◆ INSTRUCTION ◆
Return the lines of the listing below unchanged, starting at its first line and ending with the line containing "(0, 523), (213, 625)", both included. Omit the pictures from your output.

Bounding-box annotations for photos:
+++++

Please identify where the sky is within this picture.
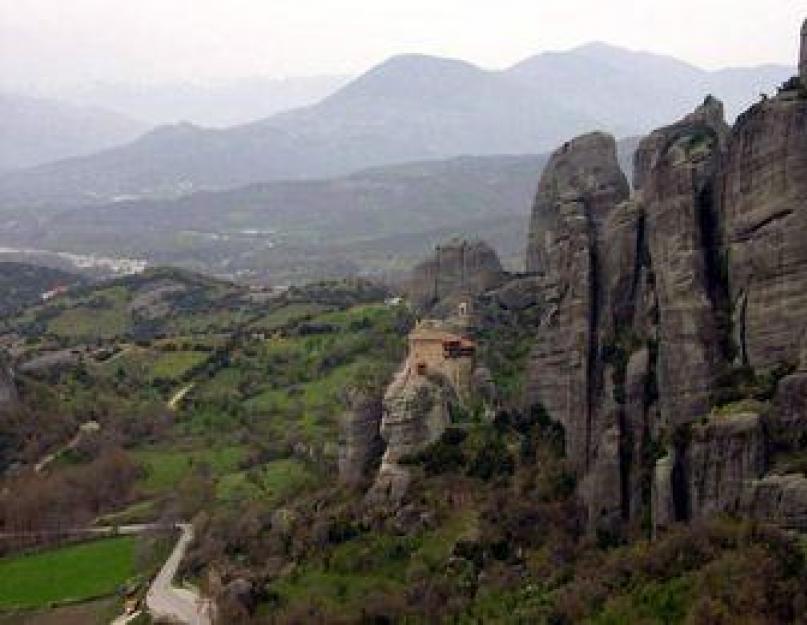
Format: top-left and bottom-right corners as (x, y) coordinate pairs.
(0, 0), (807, 86)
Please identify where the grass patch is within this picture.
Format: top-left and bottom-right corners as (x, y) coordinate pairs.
(252, 303), (328, 332)
(151, 352), (209, 380)
(216, 458), (319, 505)
(132, 446), (245, 493)
(0, 536), (137, 610)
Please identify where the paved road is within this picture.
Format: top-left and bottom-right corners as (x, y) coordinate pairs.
(146, 523), (212, 625)
(0, 523), (213, 625)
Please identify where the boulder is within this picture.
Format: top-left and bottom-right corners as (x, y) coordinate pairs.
(742, 475), (807, 531)
(720, 90), (807, 372)
(339, 390), (384, 486)
(799, 20), (807, 88)
(685, 412), (765, 519)
(527, 133), (629, 470)
(405, 239), (507, 309)
(634, 97), (728, 427)
(367, 366), (457, 505)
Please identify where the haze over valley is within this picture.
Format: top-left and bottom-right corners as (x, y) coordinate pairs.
(0, 0), (807, 625)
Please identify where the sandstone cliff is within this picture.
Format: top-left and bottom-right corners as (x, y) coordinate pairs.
(339, 390), (384, 486)
(527, 51), (807, 531)
(527, 133), (629, 469)
(405, 239), (506, 308)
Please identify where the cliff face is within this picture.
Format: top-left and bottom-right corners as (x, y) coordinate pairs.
(721, 93), (807, 370)
(406, 239), (506, 308)
(799, 20), (807, 85)
(636, 98), (728, 427)
(527, 133), (629, 468)
(527, 68), (807, 531)
(339, 391), (384, 486)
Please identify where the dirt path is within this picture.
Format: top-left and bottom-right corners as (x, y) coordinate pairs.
(34, 421), (101, 473)
(146, 523), (212, 625)
(0, 523), (214, 625)
(168, 382), (194, 410)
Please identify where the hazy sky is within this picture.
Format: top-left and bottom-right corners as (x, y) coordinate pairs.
(0, 0), (807, 85)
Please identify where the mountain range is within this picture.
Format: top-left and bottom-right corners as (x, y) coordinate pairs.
(48, 75), (352, 127)
(0, 92), (148, 171)
(0, 44), (793, 208)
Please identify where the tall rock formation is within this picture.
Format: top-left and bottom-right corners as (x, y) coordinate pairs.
(527, 133), (630, 470)
(799, 19), (807, 86)
(339, 389), (384, 486)
(527, 25), (807, 531)
(406, 239), (507, 308)
(720, 80), (807, 371)
(634, 97), (728, 427)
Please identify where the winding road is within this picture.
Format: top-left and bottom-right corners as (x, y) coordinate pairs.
(0, 523), (214, 625)
(146, 523), (213, 625)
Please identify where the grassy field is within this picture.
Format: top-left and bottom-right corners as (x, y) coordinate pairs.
(133, 446), (246, 493)
(0, 536), (137, 610)
(151, 351), (208, 380)
(216, 458), (326, 503)
(0, 598), (120, 625)
(252, 303), (328, 332)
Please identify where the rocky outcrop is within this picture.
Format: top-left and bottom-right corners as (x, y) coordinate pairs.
(339, 390), (384, 486)
(799, 20), (807, 87)
(381, 372), (456, 464)
(406, 239), (507, 308)
(527, 133), (629, 469)
(720, 92), (807, 371)
(367, 366), (457, 504)
(685, 413), (765, 519)
(742, 475), (807, 531)
(635, 97), (728, 427)
(527, 72), (807, 531)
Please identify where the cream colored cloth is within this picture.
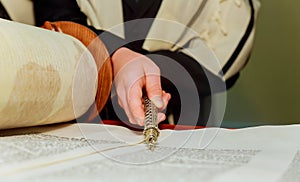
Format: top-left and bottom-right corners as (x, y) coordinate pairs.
(0, 19), (98, 129)
(1, 0), (260, 79)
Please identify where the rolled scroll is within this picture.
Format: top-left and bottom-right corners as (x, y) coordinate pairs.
(0, 19), (112, 129)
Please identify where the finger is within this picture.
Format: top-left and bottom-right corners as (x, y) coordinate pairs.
(160, 91), (171, 110)
(127, 80), (145, 126)
(118, 94), (137, 124)
(157, 113), (166, 123)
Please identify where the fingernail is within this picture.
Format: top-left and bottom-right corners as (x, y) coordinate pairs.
(136, 118), (144, 126)
(151, 96), (163, 108)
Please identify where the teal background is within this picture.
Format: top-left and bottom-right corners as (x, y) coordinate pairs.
(223, 0), (300, 127)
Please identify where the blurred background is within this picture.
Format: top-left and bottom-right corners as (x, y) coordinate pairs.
(222, 0), (300, 127)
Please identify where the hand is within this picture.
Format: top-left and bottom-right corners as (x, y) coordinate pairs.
(112, 47), (171, 126)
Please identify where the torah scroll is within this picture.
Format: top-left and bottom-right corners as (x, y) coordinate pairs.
(0, 19), (110, 129)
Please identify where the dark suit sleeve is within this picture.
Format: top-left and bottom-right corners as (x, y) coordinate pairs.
(149, 50), (233, 96)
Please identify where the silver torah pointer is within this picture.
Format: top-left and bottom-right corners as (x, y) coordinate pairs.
(143, 97), (159, 148)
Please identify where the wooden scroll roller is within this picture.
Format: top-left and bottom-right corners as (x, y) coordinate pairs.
(42, 21), (113, 121)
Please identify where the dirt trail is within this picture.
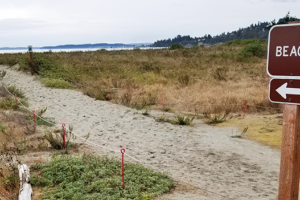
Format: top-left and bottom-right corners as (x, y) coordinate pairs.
(0, 66), (280, 200)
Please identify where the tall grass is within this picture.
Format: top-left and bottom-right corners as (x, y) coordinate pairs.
(0, 39), (278, 112)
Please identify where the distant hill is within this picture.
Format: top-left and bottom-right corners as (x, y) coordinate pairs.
(0, 43), (151, 50)
(151, 13), (300, 47)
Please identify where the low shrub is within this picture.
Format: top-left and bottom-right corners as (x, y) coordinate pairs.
(31, 155), (174, 200)
(0, 97), (19, 110)
(203, 109), (232, 124)
(240, 44), (267, 57)
(41, 78), (74, 89)
(45, 126), (76, 150)
(7, 86), (25, 98)
(169, 44), (184, 50)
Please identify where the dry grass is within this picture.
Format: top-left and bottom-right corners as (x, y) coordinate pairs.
(0, 40), (278, 115)
(217, 113), (282, 149)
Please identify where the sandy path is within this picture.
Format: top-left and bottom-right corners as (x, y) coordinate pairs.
(0, 66), (280, 200)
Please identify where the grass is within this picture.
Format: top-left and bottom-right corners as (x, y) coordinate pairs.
(217, 114), (282, 149)
(41, 78), (74, 89)
(31, 155), (174, 200)
(0, 39), (280, 113)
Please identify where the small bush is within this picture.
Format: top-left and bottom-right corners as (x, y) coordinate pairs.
(7, 86), (25, 98)
(240, 44), (267, 57)
(203, 109), (231, 124)
(212, 67), (229, 81)
(45, 126), (76, 150)
(0, 97), (19, 110)
(31, 155), (174, 200)
(169, 44), (184, 50)
(42, 78), (74, 89)
(178, 75), (190, 86)
(141, 62), (161, 74)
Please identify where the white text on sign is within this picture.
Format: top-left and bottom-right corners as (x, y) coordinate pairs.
(276, 46), (300, 57)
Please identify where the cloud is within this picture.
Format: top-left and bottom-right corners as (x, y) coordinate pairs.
(0, 18), (47, 32)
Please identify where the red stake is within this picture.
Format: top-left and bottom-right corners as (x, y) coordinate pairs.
(62, 124), (66, 149)
(243, 102), (246, 119)
(121, 148), (125, 188)
(160, 95), (165, 110)
(32, 110), (36, 130)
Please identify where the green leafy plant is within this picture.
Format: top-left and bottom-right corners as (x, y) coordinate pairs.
(169, 44), (184, 50)
(0, 97), (19, 110)
(7, 85), (25, 98)
(45, 125), (76, 150)
(31, 155), (174, 200)
(240, 44), (267, 57)
(203, 109), (232, 124)
(41, 78), (74, 89)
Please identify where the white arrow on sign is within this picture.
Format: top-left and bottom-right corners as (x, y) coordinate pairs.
(276, 83), (300, 99)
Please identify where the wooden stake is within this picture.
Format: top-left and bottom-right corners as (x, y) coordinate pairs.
(278, 22), (300, 200)
(278, 105), (300, 200)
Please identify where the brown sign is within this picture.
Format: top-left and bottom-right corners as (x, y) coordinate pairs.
(267, 24), (300, 76)
(269, 79), (300, 105)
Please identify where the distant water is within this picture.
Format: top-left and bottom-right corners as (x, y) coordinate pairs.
(0, 47), (164, 54)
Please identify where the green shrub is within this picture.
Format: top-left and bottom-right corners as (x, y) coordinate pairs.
(169, 44), (184, 50)
(240, 44), (267, 57)
(31, 155), (174, 200)
(7, 85), (25, 98)
(0, 97), (19, 110)
(41, 78), (74, 89)
(45, 126), (76, 150)
(0, 54), (20, 66)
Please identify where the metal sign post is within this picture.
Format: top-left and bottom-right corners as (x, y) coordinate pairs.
(267, 21), (300, 200)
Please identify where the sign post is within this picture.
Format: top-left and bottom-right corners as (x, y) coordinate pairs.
(28, 45), (33, 75)
(267, 21), (300, 200)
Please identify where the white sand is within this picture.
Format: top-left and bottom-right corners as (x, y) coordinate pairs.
(0, 66), (280, 200)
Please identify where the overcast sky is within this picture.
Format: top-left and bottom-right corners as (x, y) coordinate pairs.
(0, 0), (300, 47)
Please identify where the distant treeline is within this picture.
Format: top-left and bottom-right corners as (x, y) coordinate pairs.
(152, 13), (300, 47)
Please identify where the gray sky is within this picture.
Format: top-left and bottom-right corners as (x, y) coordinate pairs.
(0, 0), (300, 47)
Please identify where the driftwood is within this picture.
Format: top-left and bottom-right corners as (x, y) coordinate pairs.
(18, 164), (33, 200)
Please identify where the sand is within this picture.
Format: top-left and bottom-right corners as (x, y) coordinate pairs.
(0, 66), (280, 200)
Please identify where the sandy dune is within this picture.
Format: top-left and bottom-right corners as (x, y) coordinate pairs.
(0, 66), (280, 200)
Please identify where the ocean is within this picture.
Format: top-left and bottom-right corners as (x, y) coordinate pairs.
(0, 47), (165, 54)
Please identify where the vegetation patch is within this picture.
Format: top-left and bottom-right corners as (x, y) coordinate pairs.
(42, 78), (74, 89)
(31, 155), (174, 200)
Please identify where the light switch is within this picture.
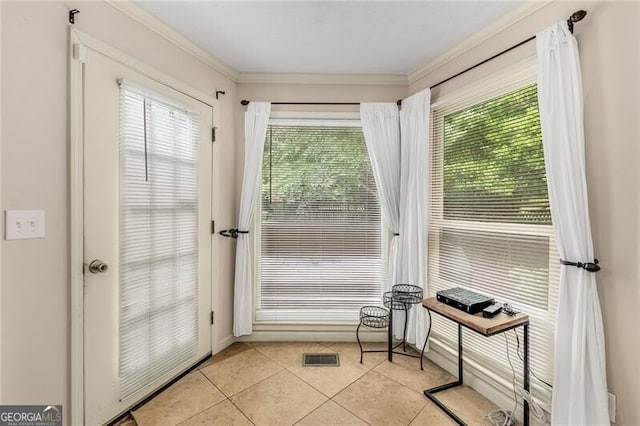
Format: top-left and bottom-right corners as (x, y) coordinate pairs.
(4, 210), (45, 240)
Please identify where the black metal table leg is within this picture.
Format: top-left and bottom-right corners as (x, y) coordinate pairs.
(424, 324), (467, 426)
(522, 324), (529, 426)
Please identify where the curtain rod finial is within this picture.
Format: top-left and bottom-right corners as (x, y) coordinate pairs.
(569, 10), (587, 22)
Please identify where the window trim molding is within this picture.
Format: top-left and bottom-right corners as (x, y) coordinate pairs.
(252, 111), (391, 326)
(425, 57), (559, 408)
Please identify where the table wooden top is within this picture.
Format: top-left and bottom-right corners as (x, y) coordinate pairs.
(422, 297), (529, 336)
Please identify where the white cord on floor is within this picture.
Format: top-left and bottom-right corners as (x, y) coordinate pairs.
(484, 333), (550, 426)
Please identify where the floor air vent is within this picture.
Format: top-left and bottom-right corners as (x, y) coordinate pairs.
(302, 354), (340, 367)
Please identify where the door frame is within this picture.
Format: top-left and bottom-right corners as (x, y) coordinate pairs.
(68, 28), (221, 425)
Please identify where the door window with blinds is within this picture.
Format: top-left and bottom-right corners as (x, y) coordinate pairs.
(119, 82), (199, 399)
(428, 70), (559, 392)
(256, 119), (385, 322)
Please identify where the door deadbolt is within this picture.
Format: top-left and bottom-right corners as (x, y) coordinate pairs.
(89, 259), (109, 274)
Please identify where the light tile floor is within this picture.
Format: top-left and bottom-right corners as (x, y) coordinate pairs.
(120, 342), (495, 426)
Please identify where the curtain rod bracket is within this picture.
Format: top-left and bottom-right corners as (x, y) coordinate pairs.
(69, 9), (80, 24)
(567, 10), (587, 34)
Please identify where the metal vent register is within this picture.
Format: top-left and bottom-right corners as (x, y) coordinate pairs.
(302, 354), (340, 367)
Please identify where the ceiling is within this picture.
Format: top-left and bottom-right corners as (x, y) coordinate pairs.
(137, 0), (523, 75)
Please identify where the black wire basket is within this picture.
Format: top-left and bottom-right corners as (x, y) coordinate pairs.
(360, 306), (389, 328)
(391, 284), (423, 309)
(382, 291), (411, 311)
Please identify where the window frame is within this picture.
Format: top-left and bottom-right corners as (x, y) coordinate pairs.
(425, 58), (560, 400)
(251, 111), (391, 329)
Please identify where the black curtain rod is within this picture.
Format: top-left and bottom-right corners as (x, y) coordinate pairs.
(431, 10), (587, 89)
(240, 10), (587, 106)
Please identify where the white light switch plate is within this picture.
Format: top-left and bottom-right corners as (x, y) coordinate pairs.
(4, 210), (45, 240)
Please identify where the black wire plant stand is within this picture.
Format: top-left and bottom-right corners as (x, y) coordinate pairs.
(356, 284), (429, 370)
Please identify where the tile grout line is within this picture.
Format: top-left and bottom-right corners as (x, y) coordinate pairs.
(331, 396), (371, 425)
(198, 368), (258, 425)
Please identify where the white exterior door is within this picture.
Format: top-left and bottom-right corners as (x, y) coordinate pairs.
(83, 51), (213, 425)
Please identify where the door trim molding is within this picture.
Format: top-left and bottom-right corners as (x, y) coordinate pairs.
(68, 27), (219, 425)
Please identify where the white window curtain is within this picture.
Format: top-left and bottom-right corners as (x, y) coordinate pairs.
(360, 102), (400, 291)
(536, 21), (609, 425)
(394, 89), (431, 349)
(233, 102), (271, 337)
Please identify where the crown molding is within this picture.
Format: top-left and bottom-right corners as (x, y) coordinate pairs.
(105, 0), (238, 81)
(236, 72), (408, 86)
(407, 0), (554, 84)
(105, 0), (554, 86)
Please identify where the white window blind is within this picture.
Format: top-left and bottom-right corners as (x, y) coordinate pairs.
(256, 120), (385, 321)
(428, 71), (559, 392)
(119, 82), (199, 399)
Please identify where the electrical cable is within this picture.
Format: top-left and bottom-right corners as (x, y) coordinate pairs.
(484, 333), (518, 426)
(513, 330), (553, 389)
(485, 333), (550, 426)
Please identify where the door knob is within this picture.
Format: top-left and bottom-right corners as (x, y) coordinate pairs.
(89, 259), (109, 274)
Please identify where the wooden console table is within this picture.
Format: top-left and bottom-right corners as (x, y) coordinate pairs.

+++++

◆ RESULT ◆
Please identify where the sky is within this picture.
Format: top-left and bottom-right corners as (x, y) coordinate pairs.
(0, 0), (807, 86)
Please identify where the grass patch is within this picture.
Format: top-left and bottom-right corners as (x, y) coordinate pairs.
(252, 303), (328, 332)
(151, 352), (209, 380)
(216, 458), (319, 505)
(132, 446), (245, 493)
(0, 536), (137, 610)
Please identify where the paved road is within this picture.
Format: top-left and bottom-right corners as (x, y) coordinate pairs.
(146, 523), (212, 625)
(0, 523), (213, 625)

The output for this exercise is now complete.